Exercise objective: Locate each line in the records below that contains the string "clicks" and copy those lines out. Matching is case-sensitive.

--- START ---

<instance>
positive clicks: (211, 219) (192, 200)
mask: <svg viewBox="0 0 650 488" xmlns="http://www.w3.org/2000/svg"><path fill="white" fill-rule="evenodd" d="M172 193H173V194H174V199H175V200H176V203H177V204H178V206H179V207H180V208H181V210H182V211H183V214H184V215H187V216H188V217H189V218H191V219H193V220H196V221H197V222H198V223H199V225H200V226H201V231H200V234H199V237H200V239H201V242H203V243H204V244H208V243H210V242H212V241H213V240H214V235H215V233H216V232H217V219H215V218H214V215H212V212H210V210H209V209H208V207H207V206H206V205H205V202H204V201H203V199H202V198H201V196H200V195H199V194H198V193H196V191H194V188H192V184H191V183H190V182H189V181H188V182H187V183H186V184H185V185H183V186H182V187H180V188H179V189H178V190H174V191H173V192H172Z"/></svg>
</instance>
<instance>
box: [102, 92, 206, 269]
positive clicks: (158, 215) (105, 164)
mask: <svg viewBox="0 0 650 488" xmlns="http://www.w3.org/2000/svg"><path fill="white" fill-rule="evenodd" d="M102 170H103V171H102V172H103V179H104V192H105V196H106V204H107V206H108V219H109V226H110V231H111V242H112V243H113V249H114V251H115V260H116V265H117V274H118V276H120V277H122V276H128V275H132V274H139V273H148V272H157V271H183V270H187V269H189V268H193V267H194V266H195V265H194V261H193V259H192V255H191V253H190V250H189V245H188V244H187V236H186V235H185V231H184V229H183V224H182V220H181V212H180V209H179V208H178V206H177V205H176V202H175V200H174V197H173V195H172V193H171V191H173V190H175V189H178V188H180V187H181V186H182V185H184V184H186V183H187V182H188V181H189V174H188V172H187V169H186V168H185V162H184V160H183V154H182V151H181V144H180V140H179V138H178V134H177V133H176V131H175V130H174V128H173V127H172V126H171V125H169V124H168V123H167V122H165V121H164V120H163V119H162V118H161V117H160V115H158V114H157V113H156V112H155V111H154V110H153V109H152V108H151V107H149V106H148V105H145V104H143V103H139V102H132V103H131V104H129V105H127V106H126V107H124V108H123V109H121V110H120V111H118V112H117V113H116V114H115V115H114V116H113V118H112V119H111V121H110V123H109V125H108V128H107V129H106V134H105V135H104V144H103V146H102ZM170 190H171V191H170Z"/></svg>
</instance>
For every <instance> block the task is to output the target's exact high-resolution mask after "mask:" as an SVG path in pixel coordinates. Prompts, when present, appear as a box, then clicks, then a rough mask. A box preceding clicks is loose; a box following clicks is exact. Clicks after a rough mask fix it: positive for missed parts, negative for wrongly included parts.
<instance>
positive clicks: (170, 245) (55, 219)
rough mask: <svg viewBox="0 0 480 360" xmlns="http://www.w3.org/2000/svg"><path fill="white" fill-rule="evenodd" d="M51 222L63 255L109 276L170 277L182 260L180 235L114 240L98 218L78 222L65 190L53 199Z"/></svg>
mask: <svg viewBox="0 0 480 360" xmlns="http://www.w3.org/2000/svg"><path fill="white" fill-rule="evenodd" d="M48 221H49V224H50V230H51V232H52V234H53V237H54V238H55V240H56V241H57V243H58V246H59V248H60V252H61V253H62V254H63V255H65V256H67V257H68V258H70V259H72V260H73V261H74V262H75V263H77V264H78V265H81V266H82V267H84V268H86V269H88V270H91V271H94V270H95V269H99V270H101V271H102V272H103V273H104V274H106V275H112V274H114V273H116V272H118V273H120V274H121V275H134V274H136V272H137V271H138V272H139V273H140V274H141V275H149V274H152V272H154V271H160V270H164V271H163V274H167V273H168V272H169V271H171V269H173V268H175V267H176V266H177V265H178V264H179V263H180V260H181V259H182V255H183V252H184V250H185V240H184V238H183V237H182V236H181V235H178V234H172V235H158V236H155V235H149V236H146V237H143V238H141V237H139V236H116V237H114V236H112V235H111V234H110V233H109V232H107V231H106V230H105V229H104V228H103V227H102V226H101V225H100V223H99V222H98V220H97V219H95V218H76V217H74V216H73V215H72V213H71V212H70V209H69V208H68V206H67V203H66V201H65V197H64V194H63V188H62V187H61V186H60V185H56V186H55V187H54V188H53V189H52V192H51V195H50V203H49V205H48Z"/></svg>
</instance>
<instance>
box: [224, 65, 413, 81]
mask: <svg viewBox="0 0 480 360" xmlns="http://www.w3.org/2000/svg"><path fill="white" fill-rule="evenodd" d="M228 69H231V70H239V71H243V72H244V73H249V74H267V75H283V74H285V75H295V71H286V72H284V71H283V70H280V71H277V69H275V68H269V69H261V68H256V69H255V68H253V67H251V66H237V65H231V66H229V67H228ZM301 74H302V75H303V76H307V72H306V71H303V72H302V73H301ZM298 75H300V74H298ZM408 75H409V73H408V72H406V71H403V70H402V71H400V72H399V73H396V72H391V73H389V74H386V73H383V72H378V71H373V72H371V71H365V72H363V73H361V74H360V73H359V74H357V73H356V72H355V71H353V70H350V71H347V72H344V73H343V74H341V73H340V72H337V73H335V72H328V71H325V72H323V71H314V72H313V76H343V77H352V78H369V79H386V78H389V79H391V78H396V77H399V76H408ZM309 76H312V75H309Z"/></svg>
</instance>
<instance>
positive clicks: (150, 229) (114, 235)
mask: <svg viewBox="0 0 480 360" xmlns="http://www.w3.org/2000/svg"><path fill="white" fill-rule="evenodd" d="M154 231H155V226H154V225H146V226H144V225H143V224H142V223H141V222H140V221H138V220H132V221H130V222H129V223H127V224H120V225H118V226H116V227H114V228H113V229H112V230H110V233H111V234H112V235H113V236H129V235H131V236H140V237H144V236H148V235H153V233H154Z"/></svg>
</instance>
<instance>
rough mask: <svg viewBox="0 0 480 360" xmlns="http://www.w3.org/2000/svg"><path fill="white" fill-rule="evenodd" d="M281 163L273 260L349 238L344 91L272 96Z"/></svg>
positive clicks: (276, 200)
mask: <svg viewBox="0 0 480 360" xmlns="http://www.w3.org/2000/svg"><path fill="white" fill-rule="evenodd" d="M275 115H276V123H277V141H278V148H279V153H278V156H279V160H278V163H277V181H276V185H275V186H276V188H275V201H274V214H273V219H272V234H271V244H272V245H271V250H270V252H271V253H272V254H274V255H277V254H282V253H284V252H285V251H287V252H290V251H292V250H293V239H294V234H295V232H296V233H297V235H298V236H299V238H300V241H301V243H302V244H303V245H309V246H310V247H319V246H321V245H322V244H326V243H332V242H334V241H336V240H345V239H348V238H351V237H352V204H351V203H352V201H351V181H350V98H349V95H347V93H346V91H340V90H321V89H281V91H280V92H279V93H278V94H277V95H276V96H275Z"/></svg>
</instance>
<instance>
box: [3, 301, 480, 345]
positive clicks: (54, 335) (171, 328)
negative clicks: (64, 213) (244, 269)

--- END ---

Answer box:
positive clicks: (211, 219) (192, 200)
positive clicks: (158, 215) (105, 164)
For every <instance> block the task is to output the target's exact high-resolution mask after "mask:" as an SVG path in pixel coordinates. Prompts, when present, appear as a box, then clicks, then a rough mask. A box preceding clicks is loose; a box following clicks is exact. Clicks after a rough mask fix it: positive for missed parts, negative for wrongly included parts.
positive clicks: (170, 245) (55, 219)
positive clicks: (150, 229) (114, 235)
positive clicks: (276, 200)
positive clicks: (54, 335) (171, 328)
negative clicks: (64, 213) (244, 269)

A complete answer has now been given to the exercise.